(Article):
————————
The Fresh Loaf

A Community of Amateur Bakers and Artisan Bread Enthusiasts.

New baker love the site From Chanel Islands Ca

repete's picture
repete

New baker love the site From Chanel Islands Ca

As a kid My brother was president of Chez Panisse, and he let me start by cleaning Alice,s kitchen and entire restaurant.

What a brother! But one great thing Is I worked the 1st year cleaning as Steve Sullivan from acme developed his recipes for the restaurant.

I finally made it to bus boy on the night shift to get fired by alice for telling someone what was in a dish, not a busboys job.

Lesson well learned but have come back to baking after 4o some years. After build 8 or 9  different loafs I am so pleased with the learning venture of yeast and flour

From the different Starters I have made and there use in a mix of different addition in the bulk build, to there fermentation and the 3 different way of building gluten  every loaf comes out better and better. Still not acme but loaf 8 using slap and fold with a white starter 2 preferments and a 20% whole wheat with 75 % hydration was beyond belief in complexity and made the best roast beef sandwich since Fanny,s 

On build 9-10-11 today 2nd perf need a few more hours then I build my bulks. Going to do 2 slap and folds,and one periodic light folding 30 min intervals till 60% of total bulk fermentation and rise.

One thing that helped me a lot was using glass bowls and seeing what your bread will look like prior to baking, with different hydrations

Again great sight. Thanks 

PS 

I started here with a recipe that said it was from Julia Childs and steve,s youtube episode, but her bulk build was off,@71% hydration steves is 75% and from what I glean he has a table for different hydrations for temperature affects .

It was a good learning curve as by first 3 builds were to dense and chewy and taught me to double check recipes, but a great learning experience on hydration.

dabrownman's picture
dabrownman

cleaning the place for telling a customer what was in the food they ate seems a little harsh - actually it seems like Alice was a very nasty person.  I can see a reprimand to not do it again bur firing for this was just plain stupid.  Better to move on from this awful employer and never look back.

Welcome and happy baking after a 40 year reprieve.

 

repete's picture
repete

I Was dating her at the time so believe me it was all for the best and there were never any hard feeling. She is a lovely person that is super dedicated to her restaurant I and my brother adored her and the experience for a 20 something year old to be taught food and wine by the best, well a gift of a lifetime!

Alice is a true artist and demanded perfection!
————————
(Recorded information):
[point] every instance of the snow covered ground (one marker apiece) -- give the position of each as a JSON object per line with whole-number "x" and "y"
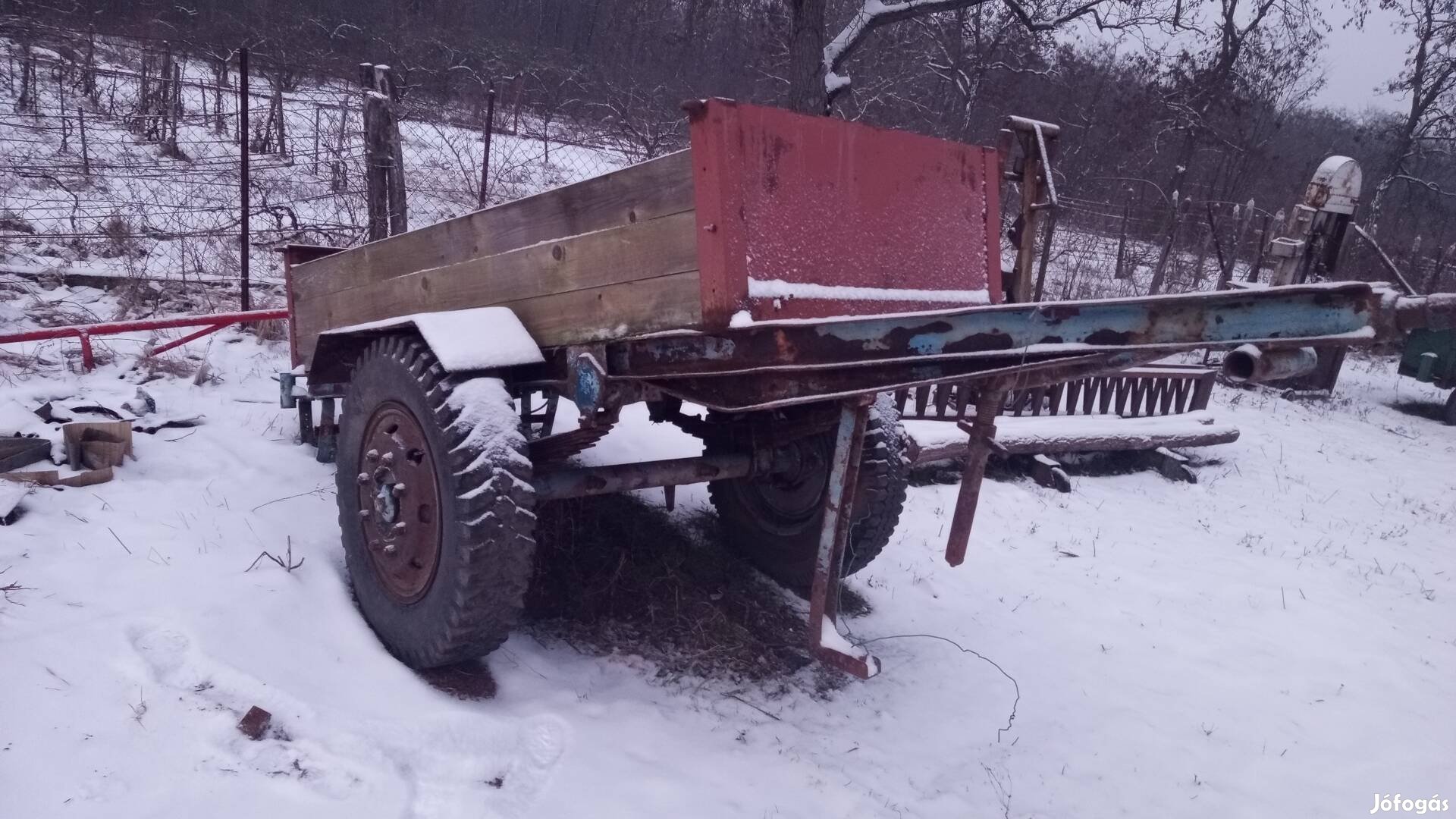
{"x": 1277, "y": 640}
————————
(Aim of the task): List each method and ingredient detail that the bread forum thread gives for loaf 8. The lines above are separate material and have no connection to the bread forum thread.

(Solution):
- Slap and fold
- A white starter
- 2 preferments
- 20% whole wheat
- 75% hydration